*Short exercise 1*:
From the passage about the film composer Yu, put this sentence into Spanish: "Yu turned from the big screen to television in the 1980s and wrote soap opera songs."
*Short exercise 2*:
Carry on the passage about the film composer Yu, picking up after its final sentence.

# start of Supplied passage

Born Wong Yuk-lun in Nanjing in 1925, Yu relocated to Guangdong during China’s war with Japan in the 1930s and studied music under Professor Hwang Yau-tai at the Guangdong Arts School, where he graduated.

Arriving in Hong Kong in the late 1940s, Yu joined the Great Wall Movie Enterprise in 1953 as a film music writer. Some of his early songs were wrote in partnership with Jin Yong, who later became the guru of Chinese martial novels.

From 1953 to 1973, Yu composed and conducted musical scores for more than a hundred films, both in Cantonese and Putonghua, including the Cantonese opera film The Tragedy of Poet-Emperor Li Yu starring the legendary Yam Kim-fai and Pak Suet-sin.

But it was the song A River Apart in the 1966 movie that became Yu’s most beloved hit as it marked the Canto-pop debut of Teresa Teng in 1980.

It also found its way on the albums of other pop stars such as Sam Hui and the late Anita Mui, to name just two, and topped the list of 100 Golden Oldies in the Chinese classics category organised by RTHK in 1996.

Yu turned from the big screen to television in the 1980s and wrote soap opera songs. The Spirit of the Sword, for example, was sung by the late Canto-pop singer Leslie Cheung, who starred in the series.

# end of Supplied passage
# start of Data lines

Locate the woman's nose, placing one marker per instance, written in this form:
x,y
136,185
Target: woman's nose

# end of Data lines

*Task answer 1*:
Yu pasó de la gran pantalla a la televisión en la década de 1980 y escribió canciones para telenovelas.

*Task answer 2*:
Yu’s music-making did not slow down in his advance years. In 2003 he and his daughter co-composed Flying to the Space for China’s first astronaut Yang, who sang it when he visited Hong Kong.

Yu enjoyed guest conducting at charities with both professional and amateur groups. He directed the Hong Kong Chinese Orchestra and played Santa Claus with his signature long white beard.

In 2010 he went with the New Tune Ensemble to Lanzhou to perform a fundraising concert for diaster relief. In the same year Yu was conferred the Hall of Fame Award by the Composers and Authors Society of Hong Kong.

“Master Yu’s contributions will always be remembered among us who worked with him,” said Yan Huichang, artistic director of the Hong Kong Chinese Orchestra.